## BEGIN Text block
= Names of God in Zoroastrianism =

In Zoroastrianism, there are 101 names and titles used to refer to Ahura Mazda. The list is preserved in Persian, Pazend, and Gujarati.

The names are often taken during Baj (ceremonial prayer) as part of Yasna while continuously sprinkling with the ring made of eight metals with the hair of the pure Varasya named "Vars" into the water vessel.

== List of names ==
Two translations for each name are provided below, one by Meher Baba and the other from an online source.
## END Text block
## BEGIN Data segment
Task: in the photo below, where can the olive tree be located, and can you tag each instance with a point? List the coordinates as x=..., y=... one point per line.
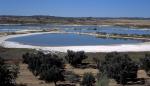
## END Data segment
▶ [Task list]
1. Retype the passage on Zoroastrian names of God word for word, starting with "The names are" and going on through "the water vessel.".
2. Does the passage on Zoroastrian names of God agree with each statement below? Answer yes or no for each, quoting the deciding words. (a) The list of names is preserved in Arabic. (b) The ring used during Baj is made of eight metals. (c) Ahura Mazda is referred to by 101 names and titles.

▶ [Answers to the exercises]
1.
The names are often taken during Baj (ceremonial prayer) as part of Yasna while continuously sprinkling with the ring made of eight metals with the hair of the pure Varasya named "Vars" into the water vessel.

2.
(a) No: "The list is preserved in Persian, Pazend, and Gujarati."
(b) Yes: "the ring made of eight metals"
(c) Yes: "there are 101 names and titles used to refer to Ahura Mazda"